* Problem statement
Please set down every entry below exactly as given.

* Given records

···

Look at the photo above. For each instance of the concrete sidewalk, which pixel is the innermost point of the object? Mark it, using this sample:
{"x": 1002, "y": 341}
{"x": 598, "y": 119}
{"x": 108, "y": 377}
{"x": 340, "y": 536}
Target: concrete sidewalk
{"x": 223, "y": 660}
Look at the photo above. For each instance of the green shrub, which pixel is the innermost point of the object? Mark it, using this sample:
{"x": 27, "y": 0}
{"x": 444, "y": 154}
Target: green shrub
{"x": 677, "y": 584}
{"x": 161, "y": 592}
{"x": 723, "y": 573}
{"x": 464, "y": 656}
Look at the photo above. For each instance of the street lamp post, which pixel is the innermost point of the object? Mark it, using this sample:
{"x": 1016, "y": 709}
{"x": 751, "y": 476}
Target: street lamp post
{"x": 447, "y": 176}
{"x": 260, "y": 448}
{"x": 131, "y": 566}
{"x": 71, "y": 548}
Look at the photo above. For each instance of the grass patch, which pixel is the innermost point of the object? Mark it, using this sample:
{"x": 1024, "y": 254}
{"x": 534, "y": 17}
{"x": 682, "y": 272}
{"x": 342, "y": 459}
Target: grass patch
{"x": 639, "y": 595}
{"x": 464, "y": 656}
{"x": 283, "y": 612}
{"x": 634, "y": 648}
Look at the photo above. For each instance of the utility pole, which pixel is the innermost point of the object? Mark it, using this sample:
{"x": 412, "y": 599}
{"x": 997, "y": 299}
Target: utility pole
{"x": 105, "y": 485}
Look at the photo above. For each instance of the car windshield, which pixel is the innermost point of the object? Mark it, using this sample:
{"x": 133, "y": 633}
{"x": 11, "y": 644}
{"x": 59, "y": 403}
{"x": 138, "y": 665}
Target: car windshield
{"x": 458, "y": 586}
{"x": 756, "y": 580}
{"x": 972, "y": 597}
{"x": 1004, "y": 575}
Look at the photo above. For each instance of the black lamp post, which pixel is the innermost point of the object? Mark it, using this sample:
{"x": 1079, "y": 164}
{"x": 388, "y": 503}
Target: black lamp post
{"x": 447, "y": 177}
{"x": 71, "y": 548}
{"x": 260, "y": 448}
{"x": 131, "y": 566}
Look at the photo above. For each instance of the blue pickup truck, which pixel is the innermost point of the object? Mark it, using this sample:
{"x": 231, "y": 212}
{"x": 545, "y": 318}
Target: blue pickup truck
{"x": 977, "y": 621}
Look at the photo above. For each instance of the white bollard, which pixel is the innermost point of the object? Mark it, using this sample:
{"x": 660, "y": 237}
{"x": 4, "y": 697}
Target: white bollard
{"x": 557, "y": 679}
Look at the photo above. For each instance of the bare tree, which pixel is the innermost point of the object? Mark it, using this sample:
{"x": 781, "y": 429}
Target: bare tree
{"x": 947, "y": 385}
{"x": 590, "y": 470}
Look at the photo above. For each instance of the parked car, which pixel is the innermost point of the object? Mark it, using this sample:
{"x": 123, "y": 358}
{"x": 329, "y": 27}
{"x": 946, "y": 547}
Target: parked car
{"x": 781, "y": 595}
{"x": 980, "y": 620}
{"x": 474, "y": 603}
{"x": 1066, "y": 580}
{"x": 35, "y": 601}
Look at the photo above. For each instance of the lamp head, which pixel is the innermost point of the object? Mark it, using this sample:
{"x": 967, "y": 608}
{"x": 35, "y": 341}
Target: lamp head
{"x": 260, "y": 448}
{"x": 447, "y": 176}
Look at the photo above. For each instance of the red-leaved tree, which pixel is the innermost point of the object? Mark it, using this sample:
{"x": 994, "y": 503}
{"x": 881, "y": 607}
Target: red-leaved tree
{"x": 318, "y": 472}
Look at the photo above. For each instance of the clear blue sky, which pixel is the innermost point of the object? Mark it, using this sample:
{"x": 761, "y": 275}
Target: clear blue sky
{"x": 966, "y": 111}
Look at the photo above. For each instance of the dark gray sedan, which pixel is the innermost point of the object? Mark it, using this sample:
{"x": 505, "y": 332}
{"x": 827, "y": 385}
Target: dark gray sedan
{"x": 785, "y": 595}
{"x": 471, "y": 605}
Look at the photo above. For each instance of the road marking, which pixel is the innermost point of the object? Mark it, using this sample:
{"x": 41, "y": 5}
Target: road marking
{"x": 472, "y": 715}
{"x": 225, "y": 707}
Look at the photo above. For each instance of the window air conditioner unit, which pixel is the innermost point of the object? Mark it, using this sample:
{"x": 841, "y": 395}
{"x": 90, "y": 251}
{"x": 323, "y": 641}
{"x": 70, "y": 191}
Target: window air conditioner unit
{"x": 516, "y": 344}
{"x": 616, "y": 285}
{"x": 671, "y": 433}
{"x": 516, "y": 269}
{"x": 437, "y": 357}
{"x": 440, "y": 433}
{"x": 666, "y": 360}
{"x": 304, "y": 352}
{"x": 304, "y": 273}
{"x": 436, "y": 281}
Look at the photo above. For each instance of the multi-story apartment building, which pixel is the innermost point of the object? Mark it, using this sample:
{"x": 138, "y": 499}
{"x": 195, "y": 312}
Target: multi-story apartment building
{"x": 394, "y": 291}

···

* Result for this task
Look at the photo above. For each instance of the concrete sidewalk, which pixel is the innermost point of the object? Mark it, using this sample:
{"x": 1002, "y": 341}
{"x": 598, "y": 119}
{"x": 108, "y": 377}
{"x": 340, "y": 536}
Target: concrete sidewalk
{"x": 223, "y": 660}
Look at the photo above. For each instance of the green shrub, which pixel is the innermost point of the object? Mark it, using this sample:
{"x": 27, "y": 0}
{"x": 444, "y": 154}
Target: green shrub
{"x": 677, "y": 584}
{"x": 161, "y": 592}
{"x": 723, "y": 573}
{"x": 464, "y": 656}
Look at the photo above. For each instance of the street lamp post, which pixel is the innermost point of the object? Mark it, using this sample:
{"x": 1016, "y": 709}
{"x": 751, "y": 476}
Target: street lamp post
{"x": 447, "y": 176}
{"x": 260, "y": 448}
{"x": 131, "y": 566}
{"x": 71, "y": 548}
Look at the photo above. For each instance of the grass patch, which pixel is the innermost point of the object? Mark it, using this sample:
{"x": 1024, "y": 254}
{"x": 534, "y": 17}
{"x": 682, "y": 272}
{"x": 342, "y": 459}
Target: grass patch
{"x": 639, "y": 595}
{"x": 464, "y": 656}
{"x": 283, "y": 612}
{"x": 634, "y": 648}
Look at the photo above. For each instance of the utility pole, which pixel is the innermost point of the object? Mark it, using this sample:
{"x": 412, "y": 599}
{"x": 997, "y": 299}
Target: utility pole
{"x": 105, "y": 485}
Look at the photo above. For each instance of the car windshield, which pixel is the innermost point of the object? Mark it, using this sample:
{"x": 133, "y": 633}
{"x": 11, "y": 644}
{"x": 59, "y": 403}
{"x": 138, "y": 665}
Target: car windshield
{"x": 458, "y": 586}
{"x": 756, "y": 580}
{"x": 972, "y": 597}
{"x": 1004, "y": 575}
Look at the photo above. For each instance of the black lamp post, which pixel is the innermost point of the object? Mark it, using this sample:
{"x": 1079, "y": 164}
{"x": 388, "y": 503}
Target: black lamp post
{"x": 447, "y": 177}
{"x": 71, "y": 548}
{"x": 260, "y": 448}
{"x": 131, "y": 566}
Look at the photo above. For each instance of the blue pickup truck, which pixel is the innermost point of the object? Mark it, using this sample:
{"x": 231, "y": 212}
{"x": 545, "y": 318}
Target: blue pickup truck
{"x": 977, "y": 621}
Look at the photo above. For each instance of the white bollard, which pixel is the innermost point of the object? Mark it, using this sample:
{"x": 660, "y": 237}
{"x": 4, "y": 697}
Target: white bollard
{"x": 557, "y": 679}
Look at the photo above. For each instance of the bare tree, which pixel is the innermost point of the object? Mark it, using this sample:
{"x": 781, "y": 429}
Target: bare tree
{"x": 947, "y": 385}
{"x": 590, "y": 470}
Look at the photo above. For each instance of the parked car, which pixel is the innermost point of the object? Mark it, using this sample:
{"x": 123, "y": 358}
{"x": 329, "y": 27}
{"x": 946, "y": 547}
Target: parked car
{"x": 781, "y": 595}
{"x": 980, "y": 620}
{"x": 474, "y": 603}
{"x": 1066, "y": 580}
{"x": 35, "y": 601}
Look at the photo above. For each instance of the lamp head, which pixel is the innermost point of the object? Mark it, using this sample:
{"x": 967, "y": 608}
{"x": 35, "y": 341}
Target: lamp head
{"x": 260, "y": 448}
{"x": 447, "y": 176}
Look at the photo above. For each instance of the red-leaved tree, which pixel is the innermost point of the object? Mark it, using this sample:
{"x": 994, "y": 503}
{"x": 881, "y": 607}
Target: red-leaved tree
{"x": 318, "y": 472}
Look at the photo above. For each instance of the clear blue sky, which pixel is the innermost point of the object? Mark it, using this sample:
{"x": 761, "y": 275}
Target: clear blue sky
{"x": 966, "y": 111}
Look at the photo above. For each instance of the dark gray sedan, which pixel is the innermost point of the object? Mark it, using this sample:
{"x": 505, "y": 332}
{"x": 827, "y": 385}
Target: dark gray sedan
{"x": 785, "y": 595}
{"x": 471, "y": 605}
Look at the photo above. For each instance of the road marking, which pixel is the innermost point of the object? Mark it, using this sample:
{"x": 41, "y": 5}
Target: road marking
{"x": 472, "y": 715}
{"x": 225, "y": 707}
Look at the photo above. For each instance of the window air conditioner unit, which pixel is the innermost point of the object? Mark it, using this sample:
{"x": 841, "y": 395}
{"x": 90, "y": 251}
{"x": 323, "y": 641}
{"x": 70, "y": 191}
Target: window air conditioner unit
{"x": 516, "y": 344}
{"x": 616, "y": 285}
{"x": 671, "y": 433}
{"x": 516, "y": 269}
{"x": 437, "y": 357}
{"x": 440, "y": 433}
{"x": 666, "y": 360}
{"x": 304, "y": 352}
{"x": 304, "y": 273}
{"x": 436, "y": 281}
Look at the photo above. For each instance of the multi-story apartment building, which pixel is the innermost point of the object? Mark it, using this sample:
{"x": 138, "y": 499}
{"x": 195, "y": 312}
Target: multi-story apartment building
{"x": 394, "y": 291}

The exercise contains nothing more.